Reading text:
The parameters mean the following:

  • --derep_fulllength: Merge strictly identical sequences contained in filename.
  • --sizeout: the number of occurrences (i.e. abundance) of each sequence is indicated at the end of their fasta header.
  • --relabel: sequence renaming is done to add sample prefixes to the sequence identifiers, so that we can later merge the sequences
  1. Merge the data across all samples:
rm *_ends.fastq *_primers.fastq *_primers2.fastq *_primers2.fa
cat *uniques.fa* > CPuniques.fasta
  1. Cluster the reads at 97% similarity
vsearch \
--cluster_size CPuniques.fasta \
--id 0.97 \
--strand plus \
--sizein \
--sizeout \
--fasta_width 0 \
--uc CP_otus.uc \
--relabel OTU_ \
--centroids CP.otus.fasta \
--otutabout CP.otutab.txt

The parameters mean the following:

  • --cluster_size: sorts sequences by decreasing abundance before clustering.
  • --id: reject the sequence match if the pairwise identity is lower than 0.97
  • --fasta_width: Fasta files produced by vsearch are wrapped (sequences are written on lines of integer nucleotides, 80 by default). To eliminate the wrapping, the value is set to zero.
  • --centroids: The centroid is the sequence that seeded the cluster (i.e. the first sequence of the cluster).
  • --otutabout: Output an OTU table in the classic tab-separated plain text format as a matrix containing the abundances of the OTUs in the different samples.
  1. Detect likely chimeras de novo
vsearch \
--uchime_denovo CP.otus.fasta \
--sizein \
--sizeout \
--fasta_width 0 \
--nonchimeras CP.otus.nonchim.fasta 
  • --uchime_denovo: Detect chimeras present in the fasta-formatted filename, without external references (i.e. de novo)

About this exercise:
Reproduce the entire vsearch clustering walkthrough above word for word.

[Records contained in a dataset]
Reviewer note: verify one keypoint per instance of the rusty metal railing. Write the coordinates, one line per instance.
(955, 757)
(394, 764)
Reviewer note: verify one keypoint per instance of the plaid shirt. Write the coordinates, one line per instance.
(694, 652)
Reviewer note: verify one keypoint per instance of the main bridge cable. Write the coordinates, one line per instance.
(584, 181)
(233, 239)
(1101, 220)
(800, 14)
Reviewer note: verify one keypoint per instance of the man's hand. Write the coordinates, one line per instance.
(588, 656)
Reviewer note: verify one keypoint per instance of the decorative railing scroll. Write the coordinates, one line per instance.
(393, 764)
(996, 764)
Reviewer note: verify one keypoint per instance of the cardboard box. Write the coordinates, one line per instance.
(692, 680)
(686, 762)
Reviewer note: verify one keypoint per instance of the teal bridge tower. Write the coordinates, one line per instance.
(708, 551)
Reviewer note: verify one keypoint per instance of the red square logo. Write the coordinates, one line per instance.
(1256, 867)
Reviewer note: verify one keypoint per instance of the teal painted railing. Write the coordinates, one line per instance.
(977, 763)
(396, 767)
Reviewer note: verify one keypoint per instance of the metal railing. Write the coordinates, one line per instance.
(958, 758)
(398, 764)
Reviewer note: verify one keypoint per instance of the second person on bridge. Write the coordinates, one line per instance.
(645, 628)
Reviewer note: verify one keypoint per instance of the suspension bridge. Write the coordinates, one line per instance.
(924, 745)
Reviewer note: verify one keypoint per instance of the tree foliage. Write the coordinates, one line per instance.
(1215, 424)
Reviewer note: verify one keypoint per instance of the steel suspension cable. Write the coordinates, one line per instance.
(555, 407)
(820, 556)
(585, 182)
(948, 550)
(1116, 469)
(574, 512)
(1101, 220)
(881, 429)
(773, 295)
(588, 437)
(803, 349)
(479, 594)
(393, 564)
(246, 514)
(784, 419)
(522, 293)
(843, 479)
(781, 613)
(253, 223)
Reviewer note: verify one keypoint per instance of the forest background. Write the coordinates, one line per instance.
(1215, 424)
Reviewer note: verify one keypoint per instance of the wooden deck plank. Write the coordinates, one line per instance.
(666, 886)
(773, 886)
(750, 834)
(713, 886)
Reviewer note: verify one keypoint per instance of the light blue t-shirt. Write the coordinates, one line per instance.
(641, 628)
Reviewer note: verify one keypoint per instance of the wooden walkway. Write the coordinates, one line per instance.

Answer space:
The parameters mean the following:

  • --derep_fulllength: Merge strictly identical sequences contained in filename.
  • --sizeout: the number of occurrences (i.e. abundance) of each sequence is indicated at the end of their fasta header.
  • --relabel: sequence renaming is done to add sample prefixes to the sequence identifiers, so that we can later merge the sequences
  1. Merge the data across all samples:
rm *_ends.fastq *_primers.fastq *_primers2.fastq *_primers2.fa
cat *uniques.fa* > CPuniques.fasta
  1. Cluster the reads at 97% similarity
vsearch \
--cluster_size CPuniques.fasta \
--id 0.97 \
--strand plus \
--sizein \
--sizeout \
--fasta_width 0 \
--uc CP_otus.uc \
--relabel OTU_ \
--centroids CP.otus.fasta \
--otutabout CP.otutab.txt

The parameters mean the following:

  • --cluster_size: sorts sequences by decreasing abundance before clustering.
  • --id: reject the sequence match if the pairwise identity is lower than 0.97
  • --fasta_width: Fasta files produced by vsearch are wrapped (sequences are written on lines of integer nucleotides, 80 by default). To eliminate the wrapping, the value is set to zero.
  • --centroids: The centroid is the sequence that seeded the cluster (i.e. the first sequence of the cluster).
  • --otutabout: Output an OTU table in the classic tab-separated plain text format as a matrix containing the abundances of the OTUs in the different samples.
  1. Detect likely chimeras de novo
vsearch \
--uchime_denovo CP.otus.fasta \
--sizein \
--sizeout \
--fasta_width 0 \
--nonchimeras CP.otus.nonchim.fasta 
  • --uchime_denovo: Detect chimeras present in the fasta-formatted filename, without external references (i.e. de novo)